## Task directions
Report how many lines in the rows below contain the string "outline", matching case exactly. Give only the number.

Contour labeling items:

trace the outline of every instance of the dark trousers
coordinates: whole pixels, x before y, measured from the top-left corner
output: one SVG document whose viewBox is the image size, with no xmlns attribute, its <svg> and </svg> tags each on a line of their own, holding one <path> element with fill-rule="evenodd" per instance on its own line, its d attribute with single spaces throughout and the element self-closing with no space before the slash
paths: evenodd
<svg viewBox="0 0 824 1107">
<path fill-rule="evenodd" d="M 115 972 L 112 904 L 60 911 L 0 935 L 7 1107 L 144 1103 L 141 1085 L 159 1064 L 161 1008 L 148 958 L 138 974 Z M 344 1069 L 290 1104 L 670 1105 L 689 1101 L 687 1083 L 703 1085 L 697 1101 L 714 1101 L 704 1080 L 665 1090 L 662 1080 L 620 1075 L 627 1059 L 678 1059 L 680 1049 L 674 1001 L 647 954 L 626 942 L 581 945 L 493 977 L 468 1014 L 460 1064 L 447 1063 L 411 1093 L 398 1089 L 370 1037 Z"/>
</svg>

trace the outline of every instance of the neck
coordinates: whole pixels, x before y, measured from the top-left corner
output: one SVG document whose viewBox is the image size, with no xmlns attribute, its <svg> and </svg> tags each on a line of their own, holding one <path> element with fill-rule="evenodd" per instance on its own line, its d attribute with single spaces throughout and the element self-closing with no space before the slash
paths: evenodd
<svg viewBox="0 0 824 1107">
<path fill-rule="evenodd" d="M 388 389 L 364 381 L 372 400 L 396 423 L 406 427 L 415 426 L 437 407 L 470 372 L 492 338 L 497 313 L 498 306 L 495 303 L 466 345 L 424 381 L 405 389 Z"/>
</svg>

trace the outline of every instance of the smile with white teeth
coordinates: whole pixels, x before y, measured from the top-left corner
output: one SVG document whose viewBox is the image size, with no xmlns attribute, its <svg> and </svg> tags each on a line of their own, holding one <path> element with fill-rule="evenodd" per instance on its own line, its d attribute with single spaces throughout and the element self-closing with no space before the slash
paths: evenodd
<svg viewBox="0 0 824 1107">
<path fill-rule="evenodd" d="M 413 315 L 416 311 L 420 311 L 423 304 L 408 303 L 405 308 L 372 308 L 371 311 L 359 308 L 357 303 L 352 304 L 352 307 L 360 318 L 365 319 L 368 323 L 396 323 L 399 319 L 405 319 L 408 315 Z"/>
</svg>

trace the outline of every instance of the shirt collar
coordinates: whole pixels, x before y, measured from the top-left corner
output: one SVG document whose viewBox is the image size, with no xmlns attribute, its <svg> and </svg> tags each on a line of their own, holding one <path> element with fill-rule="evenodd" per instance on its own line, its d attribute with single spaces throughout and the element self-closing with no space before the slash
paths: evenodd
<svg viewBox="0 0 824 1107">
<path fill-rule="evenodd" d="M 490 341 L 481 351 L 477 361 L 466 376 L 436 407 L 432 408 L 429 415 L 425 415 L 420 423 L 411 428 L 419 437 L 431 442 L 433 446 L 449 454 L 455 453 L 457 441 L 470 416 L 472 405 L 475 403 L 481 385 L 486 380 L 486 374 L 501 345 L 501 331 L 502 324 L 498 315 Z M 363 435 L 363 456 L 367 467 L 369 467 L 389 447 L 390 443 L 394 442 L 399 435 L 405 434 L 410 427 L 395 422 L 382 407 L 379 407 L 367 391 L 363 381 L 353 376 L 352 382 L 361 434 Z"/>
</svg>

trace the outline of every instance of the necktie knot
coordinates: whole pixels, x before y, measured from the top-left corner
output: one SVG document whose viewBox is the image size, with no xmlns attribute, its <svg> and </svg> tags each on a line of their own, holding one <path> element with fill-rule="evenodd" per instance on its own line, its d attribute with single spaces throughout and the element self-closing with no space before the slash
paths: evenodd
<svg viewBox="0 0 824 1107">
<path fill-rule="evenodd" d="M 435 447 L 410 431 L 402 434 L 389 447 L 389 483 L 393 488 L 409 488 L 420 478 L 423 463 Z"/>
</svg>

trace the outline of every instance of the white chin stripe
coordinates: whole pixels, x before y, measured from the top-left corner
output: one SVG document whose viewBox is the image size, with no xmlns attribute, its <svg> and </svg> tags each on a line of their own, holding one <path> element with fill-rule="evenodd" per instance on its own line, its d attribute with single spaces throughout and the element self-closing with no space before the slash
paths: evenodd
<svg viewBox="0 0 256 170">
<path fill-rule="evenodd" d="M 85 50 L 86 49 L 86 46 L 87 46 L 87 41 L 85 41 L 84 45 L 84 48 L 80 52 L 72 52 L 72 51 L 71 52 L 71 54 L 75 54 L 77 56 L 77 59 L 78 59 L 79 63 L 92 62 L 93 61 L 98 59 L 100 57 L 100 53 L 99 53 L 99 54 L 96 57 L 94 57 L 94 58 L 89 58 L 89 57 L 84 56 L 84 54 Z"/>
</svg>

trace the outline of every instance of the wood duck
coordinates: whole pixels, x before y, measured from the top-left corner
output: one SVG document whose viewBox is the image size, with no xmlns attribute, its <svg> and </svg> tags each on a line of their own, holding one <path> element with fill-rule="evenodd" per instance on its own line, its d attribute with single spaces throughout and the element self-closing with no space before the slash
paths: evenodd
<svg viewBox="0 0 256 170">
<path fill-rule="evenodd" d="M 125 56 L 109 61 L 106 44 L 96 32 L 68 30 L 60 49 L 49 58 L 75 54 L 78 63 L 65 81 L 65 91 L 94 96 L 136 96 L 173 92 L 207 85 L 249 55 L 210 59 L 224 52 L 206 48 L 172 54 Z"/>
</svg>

## Expected answer
7